▶

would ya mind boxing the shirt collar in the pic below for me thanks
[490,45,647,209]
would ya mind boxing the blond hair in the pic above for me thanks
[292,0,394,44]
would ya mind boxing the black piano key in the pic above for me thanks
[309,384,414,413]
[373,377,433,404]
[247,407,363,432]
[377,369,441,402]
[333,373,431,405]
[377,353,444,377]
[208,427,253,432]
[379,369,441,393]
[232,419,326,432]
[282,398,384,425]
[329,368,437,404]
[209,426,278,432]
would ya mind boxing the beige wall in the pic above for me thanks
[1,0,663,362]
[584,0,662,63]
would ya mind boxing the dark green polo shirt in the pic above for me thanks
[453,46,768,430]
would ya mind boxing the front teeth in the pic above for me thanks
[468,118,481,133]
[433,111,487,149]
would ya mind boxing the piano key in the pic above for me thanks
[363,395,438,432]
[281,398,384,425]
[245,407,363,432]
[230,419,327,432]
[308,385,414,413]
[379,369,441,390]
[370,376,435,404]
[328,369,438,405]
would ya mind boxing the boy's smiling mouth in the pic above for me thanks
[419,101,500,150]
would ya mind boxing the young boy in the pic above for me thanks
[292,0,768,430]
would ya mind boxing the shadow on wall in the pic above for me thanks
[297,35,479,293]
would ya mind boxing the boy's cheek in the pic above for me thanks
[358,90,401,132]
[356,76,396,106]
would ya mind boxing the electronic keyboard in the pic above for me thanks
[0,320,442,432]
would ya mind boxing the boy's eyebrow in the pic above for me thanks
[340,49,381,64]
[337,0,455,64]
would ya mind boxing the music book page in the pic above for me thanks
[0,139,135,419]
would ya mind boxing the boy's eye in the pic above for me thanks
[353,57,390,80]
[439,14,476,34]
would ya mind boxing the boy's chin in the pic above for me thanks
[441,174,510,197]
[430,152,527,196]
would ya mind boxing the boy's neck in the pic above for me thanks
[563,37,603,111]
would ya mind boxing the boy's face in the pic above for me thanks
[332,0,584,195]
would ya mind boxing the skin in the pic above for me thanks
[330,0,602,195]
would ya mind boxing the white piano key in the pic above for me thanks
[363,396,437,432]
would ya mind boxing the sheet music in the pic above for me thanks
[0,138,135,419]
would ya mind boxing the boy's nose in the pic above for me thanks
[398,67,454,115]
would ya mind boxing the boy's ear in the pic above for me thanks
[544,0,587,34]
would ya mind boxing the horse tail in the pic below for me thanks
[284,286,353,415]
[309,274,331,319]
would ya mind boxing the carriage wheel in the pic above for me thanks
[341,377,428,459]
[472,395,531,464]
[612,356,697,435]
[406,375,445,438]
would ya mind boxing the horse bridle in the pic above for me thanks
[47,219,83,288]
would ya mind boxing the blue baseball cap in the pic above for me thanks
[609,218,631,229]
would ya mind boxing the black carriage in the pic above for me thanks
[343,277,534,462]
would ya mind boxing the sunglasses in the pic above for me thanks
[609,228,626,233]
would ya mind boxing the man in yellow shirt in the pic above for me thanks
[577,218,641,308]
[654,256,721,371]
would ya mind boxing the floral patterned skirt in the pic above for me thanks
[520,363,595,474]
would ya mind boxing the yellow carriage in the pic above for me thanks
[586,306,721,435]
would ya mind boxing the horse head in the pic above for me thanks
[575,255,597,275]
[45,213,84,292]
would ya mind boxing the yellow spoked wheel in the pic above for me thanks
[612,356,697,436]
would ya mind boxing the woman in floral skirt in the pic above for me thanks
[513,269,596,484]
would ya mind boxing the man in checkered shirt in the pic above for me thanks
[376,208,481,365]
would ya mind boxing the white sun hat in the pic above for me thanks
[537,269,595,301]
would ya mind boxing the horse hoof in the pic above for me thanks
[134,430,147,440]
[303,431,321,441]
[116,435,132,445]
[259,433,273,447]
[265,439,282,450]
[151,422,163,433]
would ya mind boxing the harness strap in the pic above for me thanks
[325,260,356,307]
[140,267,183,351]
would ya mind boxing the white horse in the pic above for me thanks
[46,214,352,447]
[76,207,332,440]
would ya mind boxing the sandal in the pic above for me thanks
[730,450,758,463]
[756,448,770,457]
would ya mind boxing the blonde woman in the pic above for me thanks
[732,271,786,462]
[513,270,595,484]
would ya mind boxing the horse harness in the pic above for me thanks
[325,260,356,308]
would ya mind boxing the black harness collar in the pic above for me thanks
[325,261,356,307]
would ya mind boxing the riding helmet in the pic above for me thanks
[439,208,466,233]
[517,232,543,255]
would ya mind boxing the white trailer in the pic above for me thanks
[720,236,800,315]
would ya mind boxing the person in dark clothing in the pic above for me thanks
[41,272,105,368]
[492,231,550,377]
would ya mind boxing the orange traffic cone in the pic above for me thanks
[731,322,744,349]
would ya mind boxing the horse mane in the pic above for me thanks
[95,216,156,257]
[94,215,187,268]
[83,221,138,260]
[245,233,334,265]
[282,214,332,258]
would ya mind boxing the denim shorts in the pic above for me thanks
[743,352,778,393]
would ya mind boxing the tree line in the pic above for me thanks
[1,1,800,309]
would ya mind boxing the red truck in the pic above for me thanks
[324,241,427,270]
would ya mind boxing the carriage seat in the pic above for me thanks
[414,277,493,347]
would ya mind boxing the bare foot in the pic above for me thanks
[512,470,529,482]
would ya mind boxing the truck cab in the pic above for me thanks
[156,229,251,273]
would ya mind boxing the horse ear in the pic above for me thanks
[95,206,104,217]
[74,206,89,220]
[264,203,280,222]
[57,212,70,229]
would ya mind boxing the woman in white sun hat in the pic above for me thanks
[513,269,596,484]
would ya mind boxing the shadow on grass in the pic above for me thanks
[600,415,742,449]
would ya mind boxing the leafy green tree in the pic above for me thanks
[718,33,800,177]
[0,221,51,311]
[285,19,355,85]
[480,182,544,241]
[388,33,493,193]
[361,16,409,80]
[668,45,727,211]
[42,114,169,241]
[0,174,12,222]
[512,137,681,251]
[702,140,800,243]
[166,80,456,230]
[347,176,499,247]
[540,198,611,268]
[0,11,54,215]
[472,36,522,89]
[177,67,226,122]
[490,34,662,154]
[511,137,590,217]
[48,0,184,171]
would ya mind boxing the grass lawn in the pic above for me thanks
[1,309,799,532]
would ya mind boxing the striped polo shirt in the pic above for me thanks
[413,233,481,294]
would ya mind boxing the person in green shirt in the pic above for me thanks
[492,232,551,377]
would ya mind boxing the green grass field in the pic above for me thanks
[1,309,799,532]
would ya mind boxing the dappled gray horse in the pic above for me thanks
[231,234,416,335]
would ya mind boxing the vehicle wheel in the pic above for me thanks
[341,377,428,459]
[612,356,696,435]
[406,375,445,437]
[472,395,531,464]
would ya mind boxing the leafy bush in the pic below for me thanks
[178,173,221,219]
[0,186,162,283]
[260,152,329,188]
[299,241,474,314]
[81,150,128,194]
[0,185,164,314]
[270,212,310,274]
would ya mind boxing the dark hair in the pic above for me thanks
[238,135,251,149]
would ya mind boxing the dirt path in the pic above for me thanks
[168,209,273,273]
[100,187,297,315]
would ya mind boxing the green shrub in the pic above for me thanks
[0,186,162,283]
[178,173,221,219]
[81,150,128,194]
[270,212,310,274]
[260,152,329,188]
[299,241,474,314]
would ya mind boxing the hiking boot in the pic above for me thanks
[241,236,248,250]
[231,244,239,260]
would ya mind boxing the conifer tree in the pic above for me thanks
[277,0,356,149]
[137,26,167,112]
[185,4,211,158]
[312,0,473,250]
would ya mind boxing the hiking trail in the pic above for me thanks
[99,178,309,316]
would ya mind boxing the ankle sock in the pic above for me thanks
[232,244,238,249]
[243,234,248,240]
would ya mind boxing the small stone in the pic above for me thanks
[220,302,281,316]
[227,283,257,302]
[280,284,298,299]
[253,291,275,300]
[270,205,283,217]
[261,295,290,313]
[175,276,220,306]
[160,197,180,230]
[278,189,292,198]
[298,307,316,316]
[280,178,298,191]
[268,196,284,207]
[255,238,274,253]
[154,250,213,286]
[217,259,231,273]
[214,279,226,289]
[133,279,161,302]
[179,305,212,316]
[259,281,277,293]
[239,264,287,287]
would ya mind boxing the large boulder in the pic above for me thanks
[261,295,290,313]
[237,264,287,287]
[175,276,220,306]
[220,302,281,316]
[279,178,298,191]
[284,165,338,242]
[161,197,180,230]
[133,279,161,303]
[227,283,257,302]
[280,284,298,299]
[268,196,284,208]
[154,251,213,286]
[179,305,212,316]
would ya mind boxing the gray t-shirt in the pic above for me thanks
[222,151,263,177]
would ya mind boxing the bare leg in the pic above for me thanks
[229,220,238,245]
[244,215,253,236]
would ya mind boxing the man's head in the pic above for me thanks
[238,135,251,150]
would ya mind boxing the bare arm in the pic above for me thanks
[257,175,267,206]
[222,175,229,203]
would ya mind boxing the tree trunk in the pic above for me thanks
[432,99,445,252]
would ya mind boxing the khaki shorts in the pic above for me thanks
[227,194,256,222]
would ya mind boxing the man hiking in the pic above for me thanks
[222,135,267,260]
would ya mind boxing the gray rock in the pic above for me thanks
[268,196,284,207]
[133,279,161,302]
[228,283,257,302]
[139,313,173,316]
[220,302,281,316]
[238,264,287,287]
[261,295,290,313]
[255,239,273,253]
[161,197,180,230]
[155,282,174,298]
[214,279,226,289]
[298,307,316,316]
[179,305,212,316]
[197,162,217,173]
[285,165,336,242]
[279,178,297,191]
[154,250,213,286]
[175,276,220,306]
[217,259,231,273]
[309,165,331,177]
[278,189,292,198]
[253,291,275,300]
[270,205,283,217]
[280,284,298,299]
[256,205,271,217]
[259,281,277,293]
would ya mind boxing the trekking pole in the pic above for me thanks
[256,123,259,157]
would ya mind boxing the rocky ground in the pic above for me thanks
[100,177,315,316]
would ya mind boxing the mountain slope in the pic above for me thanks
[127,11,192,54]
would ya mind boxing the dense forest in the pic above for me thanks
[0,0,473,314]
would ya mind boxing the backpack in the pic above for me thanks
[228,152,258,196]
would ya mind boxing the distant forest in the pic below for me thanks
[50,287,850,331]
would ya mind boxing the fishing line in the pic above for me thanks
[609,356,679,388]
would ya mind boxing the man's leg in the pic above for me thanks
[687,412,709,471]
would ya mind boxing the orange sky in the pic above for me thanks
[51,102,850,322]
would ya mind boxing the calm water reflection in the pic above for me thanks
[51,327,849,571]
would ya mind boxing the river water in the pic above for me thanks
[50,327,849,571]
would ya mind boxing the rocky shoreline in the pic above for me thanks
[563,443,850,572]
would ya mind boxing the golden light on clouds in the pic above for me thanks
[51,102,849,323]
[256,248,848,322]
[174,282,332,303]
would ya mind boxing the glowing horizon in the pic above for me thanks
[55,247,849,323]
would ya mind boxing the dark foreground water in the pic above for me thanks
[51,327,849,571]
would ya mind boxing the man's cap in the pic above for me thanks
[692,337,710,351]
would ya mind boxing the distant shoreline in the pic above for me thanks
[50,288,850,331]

◀

## Goal of the exercise
Every line from the one containing "would ya mind boxing the golden" to the end of the material above must be written out exactly. Nothing else is wanted.

## Response for this exercise
would ya mind boxing the golden light on clouds in the pic above for me thanks
[51,102,849,323]
[256,248,848,322]
[174,282,332,303]
would ya mind boxing the glowing horizon in the pic above for me thanks
[55,247,849,323]
would ya mind boxing the dark foreground water in the pic above for me thanks
[51,327,849,571]
would ya mind boxing the man's cap in the pic above for me thanks
[692,337,710,351]
would ya mind boxing the distant shoreline in the pic above for me thanks
[50,288,850,331]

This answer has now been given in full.